ACTIVITY: Begin at the first line of the records below and, please, give each line again exactly until the line with "the door frame" is included.

Stored data entries:
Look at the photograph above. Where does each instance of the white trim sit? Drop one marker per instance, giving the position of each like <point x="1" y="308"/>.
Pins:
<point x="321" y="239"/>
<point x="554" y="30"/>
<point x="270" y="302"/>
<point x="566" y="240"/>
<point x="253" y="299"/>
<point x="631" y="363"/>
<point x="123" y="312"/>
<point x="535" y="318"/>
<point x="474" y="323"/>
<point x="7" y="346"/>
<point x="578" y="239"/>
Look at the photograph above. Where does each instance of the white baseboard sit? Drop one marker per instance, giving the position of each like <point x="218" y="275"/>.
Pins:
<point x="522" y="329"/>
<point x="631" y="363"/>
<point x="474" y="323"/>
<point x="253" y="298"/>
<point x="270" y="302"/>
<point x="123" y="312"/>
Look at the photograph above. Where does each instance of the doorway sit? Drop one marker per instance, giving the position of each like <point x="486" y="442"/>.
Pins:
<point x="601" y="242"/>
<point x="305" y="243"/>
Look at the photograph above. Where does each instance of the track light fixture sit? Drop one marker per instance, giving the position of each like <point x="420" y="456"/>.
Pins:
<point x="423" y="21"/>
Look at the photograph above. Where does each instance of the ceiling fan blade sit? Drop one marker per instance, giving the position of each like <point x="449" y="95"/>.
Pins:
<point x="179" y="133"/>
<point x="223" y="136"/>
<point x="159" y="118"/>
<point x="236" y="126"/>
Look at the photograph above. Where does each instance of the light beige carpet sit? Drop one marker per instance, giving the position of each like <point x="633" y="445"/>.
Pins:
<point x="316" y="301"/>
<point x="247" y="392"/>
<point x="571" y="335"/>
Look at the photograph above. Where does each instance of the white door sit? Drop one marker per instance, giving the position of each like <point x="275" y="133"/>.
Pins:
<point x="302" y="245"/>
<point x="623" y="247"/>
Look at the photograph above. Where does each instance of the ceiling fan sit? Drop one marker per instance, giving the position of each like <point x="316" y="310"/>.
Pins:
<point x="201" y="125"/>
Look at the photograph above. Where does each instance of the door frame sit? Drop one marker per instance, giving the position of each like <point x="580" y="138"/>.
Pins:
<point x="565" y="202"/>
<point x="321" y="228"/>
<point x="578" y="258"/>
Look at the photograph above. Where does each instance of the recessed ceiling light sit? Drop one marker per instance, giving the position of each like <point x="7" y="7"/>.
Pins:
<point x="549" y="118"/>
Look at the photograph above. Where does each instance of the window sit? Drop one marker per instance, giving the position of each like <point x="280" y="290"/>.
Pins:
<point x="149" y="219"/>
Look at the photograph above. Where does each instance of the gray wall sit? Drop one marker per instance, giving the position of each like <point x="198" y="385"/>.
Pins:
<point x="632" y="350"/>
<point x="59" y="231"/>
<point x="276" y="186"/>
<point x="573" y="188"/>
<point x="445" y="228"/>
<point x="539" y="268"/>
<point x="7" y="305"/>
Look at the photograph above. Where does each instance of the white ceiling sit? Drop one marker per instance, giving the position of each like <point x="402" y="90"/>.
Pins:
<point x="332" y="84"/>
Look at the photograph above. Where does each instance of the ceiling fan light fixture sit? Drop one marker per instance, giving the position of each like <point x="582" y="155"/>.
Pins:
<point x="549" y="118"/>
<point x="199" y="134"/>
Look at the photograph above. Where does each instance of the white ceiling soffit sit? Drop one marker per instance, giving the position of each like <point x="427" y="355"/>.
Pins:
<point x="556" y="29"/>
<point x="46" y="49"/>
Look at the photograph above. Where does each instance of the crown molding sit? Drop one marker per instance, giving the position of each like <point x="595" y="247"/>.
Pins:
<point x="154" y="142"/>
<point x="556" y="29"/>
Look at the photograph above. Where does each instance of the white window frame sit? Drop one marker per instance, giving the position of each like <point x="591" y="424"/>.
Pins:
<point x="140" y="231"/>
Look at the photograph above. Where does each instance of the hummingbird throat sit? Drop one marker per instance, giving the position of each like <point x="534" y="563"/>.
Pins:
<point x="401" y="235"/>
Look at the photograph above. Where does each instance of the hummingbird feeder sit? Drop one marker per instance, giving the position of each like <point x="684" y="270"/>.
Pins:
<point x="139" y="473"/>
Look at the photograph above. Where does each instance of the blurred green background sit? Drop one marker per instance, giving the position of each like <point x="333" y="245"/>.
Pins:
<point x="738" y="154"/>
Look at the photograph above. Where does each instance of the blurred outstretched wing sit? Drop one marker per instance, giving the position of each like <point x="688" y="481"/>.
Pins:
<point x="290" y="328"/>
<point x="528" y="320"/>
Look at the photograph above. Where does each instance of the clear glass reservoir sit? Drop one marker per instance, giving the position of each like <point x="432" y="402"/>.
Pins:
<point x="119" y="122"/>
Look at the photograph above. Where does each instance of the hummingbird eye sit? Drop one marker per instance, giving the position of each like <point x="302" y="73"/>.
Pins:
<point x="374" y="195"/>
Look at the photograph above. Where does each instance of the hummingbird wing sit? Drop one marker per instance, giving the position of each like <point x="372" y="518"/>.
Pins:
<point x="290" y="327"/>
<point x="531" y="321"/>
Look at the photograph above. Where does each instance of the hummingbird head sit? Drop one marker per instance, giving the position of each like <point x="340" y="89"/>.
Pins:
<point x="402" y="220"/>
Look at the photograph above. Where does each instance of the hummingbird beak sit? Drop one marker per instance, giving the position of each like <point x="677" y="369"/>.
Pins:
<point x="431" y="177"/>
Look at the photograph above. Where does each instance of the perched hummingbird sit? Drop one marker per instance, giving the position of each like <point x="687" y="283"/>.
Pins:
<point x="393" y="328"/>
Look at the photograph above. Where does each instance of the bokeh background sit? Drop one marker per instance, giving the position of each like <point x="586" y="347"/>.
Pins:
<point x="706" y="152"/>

THE ANSWER:
Look at the photograph above. Where does each instance of the white trim sit? Drop one marker per instance, giving the position of each like <point x="1" y="308"/>.
Pins:
<point x="321" y="239"/>
<point x="554" y="30"/>
<point x="270" y="302"/>
<point x="566" y="240"/>
<point x="253" y="299"/>
<point x="631" y="363"/>
<point x="123" y="312"/>
<point x="535" y="318"/>
<point x="474" y="323"/>
<point x="7" y="346"/>
<point x="578" y="239"/>
Look at the photograph above. Where does each instance of the white baseboard sit? Drop one marker per instance, giving the position of each like <point x="218" y="275"/>.
Pins:
<point x="522" y="329"/>
<point x="631" y="363"/>
<point x="474" y="323"/>
<point x="253" y="298"/>
<point x="270" y="302"/>
<point x="123" y="312"/>
Look at the photograph above. Where does each instance of the doorway sit? Drop one marker per instance, giving the position of each like <point x="486" y="442"/>.
Pins:
<point x="601" y="242"/>
<point x="305" y="243"/>
Look at the photograph above. Where does each instance of the track light fixture sit? Drop one marker per instance, giving the position of each like <point x="420" y="456"/>.
Pins:
<point x="423" y="21"/>
Look at the photograph above. Where does each instance of the ceiling fan blade sit? Drop one marker per instance, giving the position of each like <point x="449" y="95"/>.
Pins:
<point x="179" y="133"/>
<point x="223" y="136"/>
<point x="159" y="118"/>
<point x="236" y="126"/>
Look at the photograph above. Where does each instance of the light beige carpet sit? Drop one marker per instance, giving the position of each like <point x="633" y="445"/>.
Pins:
<point x="316" y="301"/>
<point x="247" y="392"/>
<point x="571" y="335"/>
Look at the photograph above. Where does each instance of the white door sit? Drop one marker per instance, giving the position of each like <point x="275" y="133"/>.
Pins:
<point x="302" y="245"/>
<point x="623" y="247"/>
Look at the photograph above. Where does each instance of the ceiling fan sit? Drop one marker per instance, giving the position of each like <point x="316" y="310"/>.
Pins:
<point x="201" y="125"/>
Look at the photograph above. Where does each instance of the door frame sit? Drop one marker per instance, giving the position of each like <point x="580" y="138"/>.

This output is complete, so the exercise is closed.